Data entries
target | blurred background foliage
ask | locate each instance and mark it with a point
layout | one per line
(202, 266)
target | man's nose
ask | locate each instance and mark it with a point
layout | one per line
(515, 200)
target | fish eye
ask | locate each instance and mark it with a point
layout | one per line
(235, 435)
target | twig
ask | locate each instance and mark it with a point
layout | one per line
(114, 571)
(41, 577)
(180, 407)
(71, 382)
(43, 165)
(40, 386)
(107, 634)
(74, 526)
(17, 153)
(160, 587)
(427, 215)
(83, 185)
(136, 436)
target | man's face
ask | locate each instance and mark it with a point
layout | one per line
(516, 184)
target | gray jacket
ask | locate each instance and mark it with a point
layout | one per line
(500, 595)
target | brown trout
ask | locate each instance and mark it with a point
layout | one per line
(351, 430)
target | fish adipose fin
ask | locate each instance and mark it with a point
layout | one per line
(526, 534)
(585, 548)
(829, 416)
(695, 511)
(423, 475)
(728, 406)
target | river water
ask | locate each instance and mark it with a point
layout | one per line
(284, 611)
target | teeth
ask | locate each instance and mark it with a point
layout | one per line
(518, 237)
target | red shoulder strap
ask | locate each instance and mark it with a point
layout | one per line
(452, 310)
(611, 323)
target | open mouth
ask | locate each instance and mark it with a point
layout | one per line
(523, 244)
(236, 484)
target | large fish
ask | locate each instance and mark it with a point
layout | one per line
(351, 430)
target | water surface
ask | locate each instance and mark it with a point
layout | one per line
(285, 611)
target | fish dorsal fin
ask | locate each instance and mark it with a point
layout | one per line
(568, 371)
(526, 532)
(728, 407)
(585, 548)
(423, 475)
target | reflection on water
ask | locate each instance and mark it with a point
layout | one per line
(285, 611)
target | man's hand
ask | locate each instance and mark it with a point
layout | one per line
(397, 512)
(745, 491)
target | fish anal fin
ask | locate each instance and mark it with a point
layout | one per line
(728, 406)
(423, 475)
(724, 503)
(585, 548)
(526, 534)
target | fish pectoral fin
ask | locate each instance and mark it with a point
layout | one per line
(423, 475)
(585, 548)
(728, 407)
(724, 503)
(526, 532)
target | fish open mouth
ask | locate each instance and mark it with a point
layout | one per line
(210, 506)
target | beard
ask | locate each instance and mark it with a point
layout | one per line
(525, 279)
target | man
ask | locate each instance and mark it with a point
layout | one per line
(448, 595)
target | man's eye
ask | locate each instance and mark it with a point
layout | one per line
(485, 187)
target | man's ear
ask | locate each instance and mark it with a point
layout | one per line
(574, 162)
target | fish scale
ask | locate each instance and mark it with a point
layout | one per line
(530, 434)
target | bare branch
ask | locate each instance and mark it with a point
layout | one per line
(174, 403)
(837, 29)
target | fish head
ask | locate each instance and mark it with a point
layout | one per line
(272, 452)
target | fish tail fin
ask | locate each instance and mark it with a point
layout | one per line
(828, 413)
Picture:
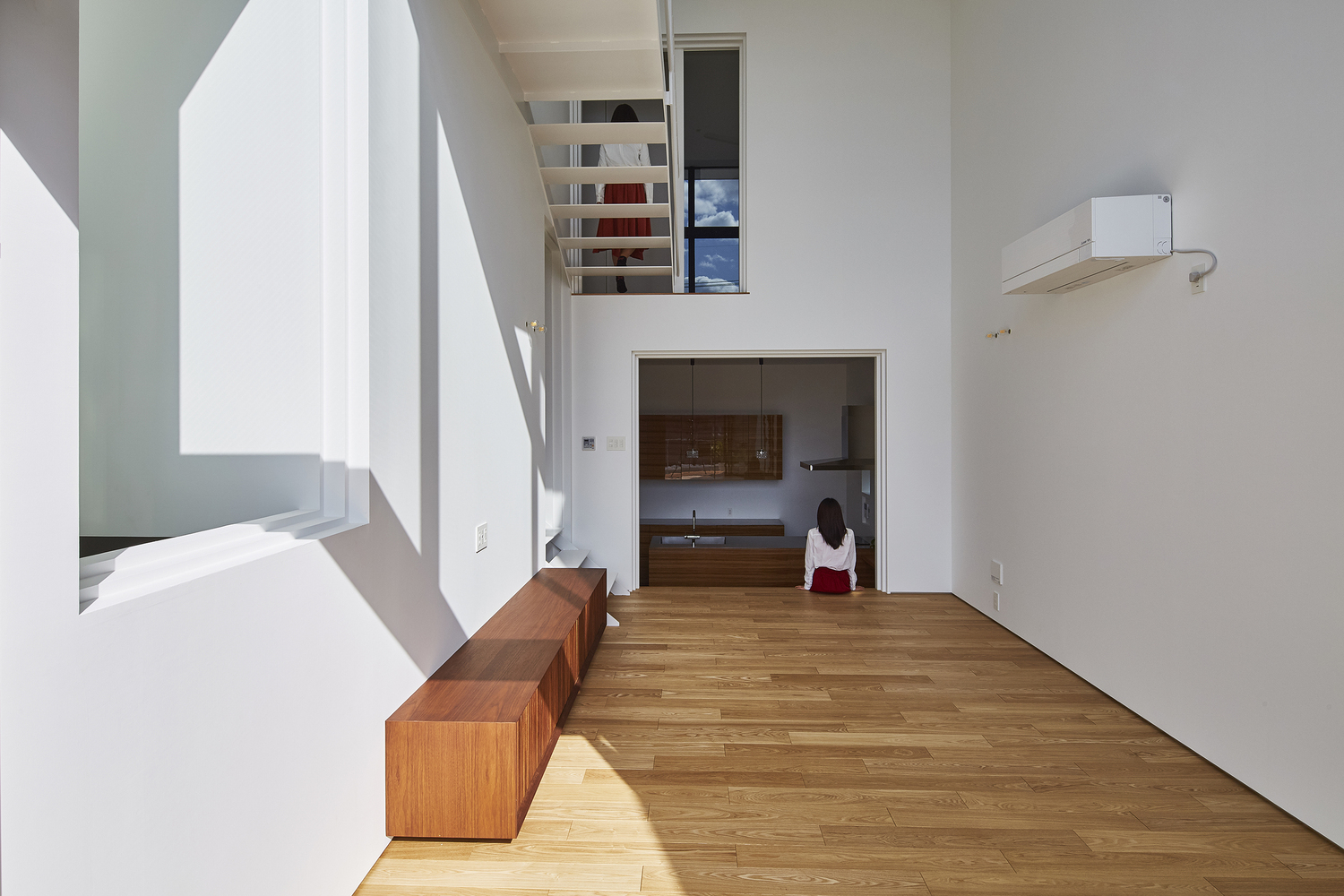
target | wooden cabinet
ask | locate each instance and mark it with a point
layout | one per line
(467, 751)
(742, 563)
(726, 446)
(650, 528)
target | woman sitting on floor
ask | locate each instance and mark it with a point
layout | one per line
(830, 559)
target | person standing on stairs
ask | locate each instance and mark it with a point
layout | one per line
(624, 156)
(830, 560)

* **Required task**
Convert every line of the items above into a numbered list, skipping blank lines. Leave the pictures out of your answer.

* **Final result**
1. target | blurred background foliage
2. ask | locate each instance and mark it with a point
3. layout | one per line
4. (202, 266)
5. target | man's nose
6. ask | locate each instance and mark it with a point
7. layout | one per line
8. (515, 200)
9. target | fish eye
10. ask | locate each instance and mark it with a point
11. layout | one per line
12. (235, 435)
13. target | twig
14. ask | locate each instance and mark it with a point
15. layout | one per line
16. (114, 571)
17. (41, 577)
18. (180, 407)
19. (71, 382)
20. (43, 165)
21. (40, 386)
22. (107, 634)
23. (74, 526)
24. (17, 153)
25. (160, 587)
26. (427, 215)
27. (83, 185)
28. (136, 436)
29. target | man's face
30. ask | locate each instance and mark it with a point
31. layout | one per line
32. (516, 184)
33. target | gray jacket
34. ask | locate each instance and mark it with a point
35. layout | one per line
36. (500, 595)
37. target | brown trout
38. ask | locate each instance and mark it with a point
39. layout | one per line
40. (351, 430)
41. target | fish adipose fin
42. ask | locate each instance and mark it with a point
43. layout | one per line
44. (526, 534)
45. (585, 548)
46. (829, 416)
47. (695, 511)
48. (423, 475)
49. (728, 406)
50. target | river water
51. ask | locate each instance and mark it with a point
52. layout | one per line
53. (284, 611)
54. target | teeth
55. ask | locate each instance and mark it with a point
56. layout | one per line
57. (518, 237)
58. target | red shoulder strap
59. ask | locate each instance and mark it with a point
60. layout | one per line
61. (452, 310)
62. (611, 323)
63. target | open mouth
64. ask | locate each instance and mark it with a point
65. layout | one per line
66. (523, 244)
67. (236, 484)
68. target | large fish
69. ask | locate each instance and mark it with a point
70. layout | one per line
71. (351, 430)
72. target | water surface
73. ask | locate each instance and mark it with a point
74. layout | one per line
75. (285, 611)
76. target | fish dorsal fin
77. ask | locate each instance and mark it with a point
78. layout | one per line
79. (568, 371)
80. (526, 532)
81. (728, 407)
82. (585, 548)
83. (423, 475)
84. target | reflection on water
85. ask | locate each instance and mark it with a point
86. layout | one per line
87. (285, 611)
88. target | man's hand
89. ask | locate each instance and mark it with a point
90. layout | one per line
91. (397, 512)
92. (745, 491)
93. target | fish anal fin
94. ask | locate each instance and mark it with a point
95. layout | one per line
96. (728, 406)
97. (423, 475)
98. (724, 503)
99. (585, 548)
100. (526, 534)
101. target | fish pectoral fin
102. ask | locate each instance and mark it with a point
103. layout | one per line
104. (423, 475)
105. (585, 548)
106. (728, 407)
107. (724, 503)
108. (526, 532)
109. target | fish open mouth
110. ask | locate each instance and mark it with a point
111. layout | one per line
112. (210, 506)
113. target | beard
114. ask | locate each instance and mark it with a point
115. layout | one per line
116. (525, 279)
117. target | man
118. ask | locate each instance and mark it with a point
119. layout | one per line
120. (448, 595)
121. target | man's eye
122. ask | locate each instance and mark it with a point
123. layout | one per line
124. (485, 187)
125. target | man's ear
126. ask | locate each instance and mark it with a point
127. layout | one per line
128. (574, 162)
129. target | fish scale
130. ask | locate each instance and mark it with a point
131. layout | one per line
132. (530, 434)
133. target | bare branch
134. ask | locate each instance and mark it with a point
135. layout | one per line
136. (174, 403)
137. (837, 29)
138. target | fish head
139. ask | locate each instance and mark it with a point
140. layout | one per line
141. (272, 452)
142. target | fish tail fin
143. ask | locate each instance and mark it with a point
144. layout | one per line
145. (828, 413)
146. Picture:
147. target | wooden cabinet
148. ask | locate each instance and mark it with a point
149. layout | one per line
150. (467, 751)
151. (742, 563)
152. (726, 446)
153. (650, 528)
154. target | woman sitting on floor
155. ask | locate each instance and mark it with a point
156. layout | one per line
157. (830, 559)
158. target | person standing on stairs
159. ask | locate each instance and mark it with a point
160. layout | one per line
161. (624, 156)
162. (830, 560)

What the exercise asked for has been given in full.